* [Consigne A]:
D'après le programme, qui modère la séance du matin du vendredi 30 avril ?
* [Consigne B]:
Recopiez fidèlement le passage du programme qui commence aux mots « Vendredi 30 avril » et s'arrête après les mots « l’adhésion aux démonstrations. ».

* [Texte à lire]:
▬▬▬

17h30–18h30 : François Thomas, « Sentir et penser dans sa langue, et dans d’autres. »
Nous apprenons à penser dans une langue, mais aussi et simultanément à mettre en mots et interpréter nos sentiments et émotions. Quelle importance dès lors accorder à la langue, et notamment à la langue maternelle, dans l’analyse du couple sentir et penser ? Peut-on envisager, à même la langue, un entrelacement originaire de la pensée et de la sensibilité, et concevoir la subjectivité comme ancrée dans une langue autant que dans une culture ? Comment prendre en compte et respecter l’attachement affectif à la langue maternelle, sans enfermer dangereusement l’individu dans une manière de sentir et de penser prédéterminée ?
18h30 : Fin de la journée.
Vendredi 30 avril
9h45–10h00 : accueil.
Matin : Théorie et sensation (modératrice : V. Decaix)
10h00–11h00 : Charles Capet, « » Feeling and thinking » chez Hume : le feeling comme critère indéfinissable de ce en quoi l’esprit croit et qui conditionne son rapport au monde. »
On souhaite questionner chez Hume les rapports complexes entre « feeling and thinking », afin de montrer que, loin d’être relégué dans la sphère du simplement subjectif et d’être pour cela exclu du raisonnement valide, le feeling correspond à un « certain je-ne-scai-quoi » qui demeure déterminant au sein de la pensée. Pour cela, on commencera par rappeler la différence d’intensité entre les impressions et les idées, en insistant sur la question des idées plus ou moins vives. Après quoi, il sera possible de distinguer deux sens de feeling, l’un portant sur la croyance causale, l’autre sur l’adhésion aux démonstrations.
11h00–12h00 : Gweltaz Guyomarc’h, « La différence entre sentir et penser selon Aristote : intellection et sensation font-elles l’objet de la même science ? »

▬▬▬

* [Données fournies]:
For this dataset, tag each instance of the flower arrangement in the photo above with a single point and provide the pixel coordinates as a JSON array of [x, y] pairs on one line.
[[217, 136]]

▬▬▬

* [Résultat A]:
V. Decaix.

* [Résultat B]:
Vendredi 30 avril
9h45–10h00 : accueil.
Matin : Théorie et sensation (modératrice : V. Decaix)
10h00–11h00 : Charles Capet, « » Feeling and thinking » chez Hume : le feeling comme critère indéfinissable de ce en quoi l’esprit croit et qui conditionne son rapport au monde. »
On souhaite questionner chez Hume les rapports complexes entre « feeling and thinking », afin de montrer que, loin d’être relégué dans la sphère du simplement subjectif et d’être pour cela exclu du raisonnement valide, le feeling correspond à un « certain je-ne-scai-quoi » qui demeure déterminant au sein de la pensée. Pour cela, on commencera par rappeler la différence d’intensité entre les impressions et les idées, en insistant sur la question des idées plus ou moins vives. Après quoi, il sera possible de distinguer deux sens de feeling, l’un portant sur la croyance causale, l’autre sur l’adhésion aux démonstrations.